::: TEXT EXTRACT

I saw some equations, but missing the relevant factor here: mss being the packet size. If a flow's rate depends on that packet size, then typically the byte or bit rate r is proportional to mss. Then the other aspect is the probability p measurement. Is that expressed in a per byte probability or per packet probability (which is the same if the sender always send equal packet sizes, but not if there is a certain distribution of packet sizes). So this depends heavily on the exact specific implementation and traffic payload.

>> The steady state of DCTCP is a constant number of marks per RTT.  That's what you get when you cancel the measurement of probability against the number of segments per RTT that the measured probability is applied to.  

DCTCP collects the total ACKed number of "bytes" received in an RTT and the CE-ACKed number of "bytes" received in an RTT. Their ratio is used to update alpha, the reduction factor. So if that ratio changes after decapsulation, you change the rate of DCTCP.
Depending on how this window is used at the sender (if it depends on the detected path MSS or to a reference 1500 bytes MSS), the sender is self-sensitive to path MSS or not. It boils down on if the window controls the MSS packet rate or byte rate. In Linux the window is kept in packets, so it is sensitive to path detected MSS.

::::::

§ **EXERCISES TO COMPLETE**
a) Copy the passage on DCTCP and packet size word for word, starting at "I saw some equations, but" and ending at "and traffic payload.".
b) Quote every line of the entries below exactly, from the first entry through the last.

::: RECORDS FOR PROCESSING

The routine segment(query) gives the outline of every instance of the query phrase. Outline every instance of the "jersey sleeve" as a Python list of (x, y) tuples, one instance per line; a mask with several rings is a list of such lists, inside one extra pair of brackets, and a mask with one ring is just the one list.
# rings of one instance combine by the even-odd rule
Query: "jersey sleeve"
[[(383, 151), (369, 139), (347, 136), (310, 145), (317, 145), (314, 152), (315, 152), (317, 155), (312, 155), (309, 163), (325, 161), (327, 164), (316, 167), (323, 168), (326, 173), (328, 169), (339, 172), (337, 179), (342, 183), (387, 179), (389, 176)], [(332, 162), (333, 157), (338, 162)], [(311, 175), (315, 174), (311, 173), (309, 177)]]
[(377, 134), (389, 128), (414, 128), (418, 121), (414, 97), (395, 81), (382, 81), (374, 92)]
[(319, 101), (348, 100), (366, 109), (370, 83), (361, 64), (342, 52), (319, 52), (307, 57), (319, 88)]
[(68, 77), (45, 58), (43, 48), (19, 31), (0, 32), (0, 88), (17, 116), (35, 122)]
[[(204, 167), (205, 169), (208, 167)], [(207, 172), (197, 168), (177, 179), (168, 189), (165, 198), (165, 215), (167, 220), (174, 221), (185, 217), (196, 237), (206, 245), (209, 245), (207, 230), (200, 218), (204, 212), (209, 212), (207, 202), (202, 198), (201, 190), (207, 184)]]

::::::

§ **RESPONSES**
a)
I saw some equations, but missing the relevant factor here: mss being the packet size. If a flow's rate depends on that packet size, then typically the byte or bit rate r is proportional to mss. Then the other aspect is the probability p measurement. Is that expressed in a per byte probability or per packet probability (which is the same if the sender always send equal packet sizes, but not if there is a certain distribution of packet sizes). So this depends heavily on the exact specific implementation and traffic payload.

b)
The routine segment(query) gives the outline of every instance of the query phrase. Outline every instance of the "jersey sleeve" as a Python list of (x, y) tuples, one instance per line; a mask with several rings is a list of such lists, inside one extra pair of brackets, and a mask with one ring is just the one list.
# rings of one instance combine by the even-odd rule
Query: "jersey sleeve"
[[(383, 151), (369, 139), (347, 136), (310, 145), (317, 145), (314, 152), (315, 152), (317, 155), (312, 155), (309, 163), (325, 161), (327, 164), (316, 167), (323, 168), (326, 173), (328, 169), (339, 172), (337, 179), (342, 183), (387, 179), (389, 176)], [(332, 162), (333, 157), (338, 162)], [(311, 175), (315, 174), (311, 173), (309, 177)]]
[(377, 134), (389, 128), (414, 128), (418, 121), (414, 97), (395, 81), (382, 81), (374, 92)]
[(319, 101), (348, 100), (366, 109), (370, 83), (361, 64), (342, 52), (319, 52), (307, 57), (319, 88)]
[(68, 77), (45, 58), (43, 48), (19, 31), (0, 32), (0, 88), (17, 116), (35, 122)]
[[(204, 167), (205, 169), (208, 167)], [(207, 172), (197, 168), (177, 179), (168, 189), (165, 198), (165, 215), (167, 220), (174, 221), (185, 217), (196, 237), (206, 245), (209, 245), (207, 230), (200, 218), (204, 212), (209, 212), (207, 202), (202, 198), (201, 190), (207, 184)]]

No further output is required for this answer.